---------- THE DATA ----------
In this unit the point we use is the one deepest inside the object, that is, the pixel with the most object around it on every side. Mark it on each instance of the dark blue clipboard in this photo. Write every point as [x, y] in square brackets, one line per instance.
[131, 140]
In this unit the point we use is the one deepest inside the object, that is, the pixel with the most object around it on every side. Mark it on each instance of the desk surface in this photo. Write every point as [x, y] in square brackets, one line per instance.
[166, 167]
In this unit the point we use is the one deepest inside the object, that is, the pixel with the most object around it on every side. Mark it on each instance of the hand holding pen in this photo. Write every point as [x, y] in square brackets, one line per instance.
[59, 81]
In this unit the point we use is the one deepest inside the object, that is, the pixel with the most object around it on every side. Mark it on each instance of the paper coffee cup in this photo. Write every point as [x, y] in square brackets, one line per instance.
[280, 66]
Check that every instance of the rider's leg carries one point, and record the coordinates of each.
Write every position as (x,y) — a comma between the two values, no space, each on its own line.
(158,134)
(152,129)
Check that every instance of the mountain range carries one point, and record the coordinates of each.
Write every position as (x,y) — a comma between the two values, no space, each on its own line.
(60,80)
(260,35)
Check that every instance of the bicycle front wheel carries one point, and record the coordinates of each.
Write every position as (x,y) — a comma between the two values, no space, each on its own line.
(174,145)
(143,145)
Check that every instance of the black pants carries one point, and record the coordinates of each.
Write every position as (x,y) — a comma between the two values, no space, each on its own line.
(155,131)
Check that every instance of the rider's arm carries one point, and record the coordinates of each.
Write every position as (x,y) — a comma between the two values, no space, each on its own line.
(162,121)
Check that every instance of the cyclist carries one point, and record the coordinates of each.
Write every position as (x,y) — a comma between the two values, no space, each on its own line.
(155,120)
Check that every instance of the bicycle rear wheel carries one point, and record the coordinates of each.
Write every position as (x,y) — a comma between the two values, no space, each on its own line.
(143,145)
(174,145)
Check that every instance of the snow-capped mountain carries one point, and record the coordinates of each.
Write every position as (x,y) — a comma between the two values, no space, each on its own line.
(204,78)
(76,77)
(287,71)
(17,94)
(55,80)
----------
▶ _AIM OF THE EXERCISE_
Check each line of the data above, and please copy the ones in which the string "rider" occurs.

▶ _SOLVED EXERCISE_
Check that every instance of the rider's leg carries one point, and record the coordinates of each.
Check that every instance of the rider's arm carries one point, and record the coordinates of each.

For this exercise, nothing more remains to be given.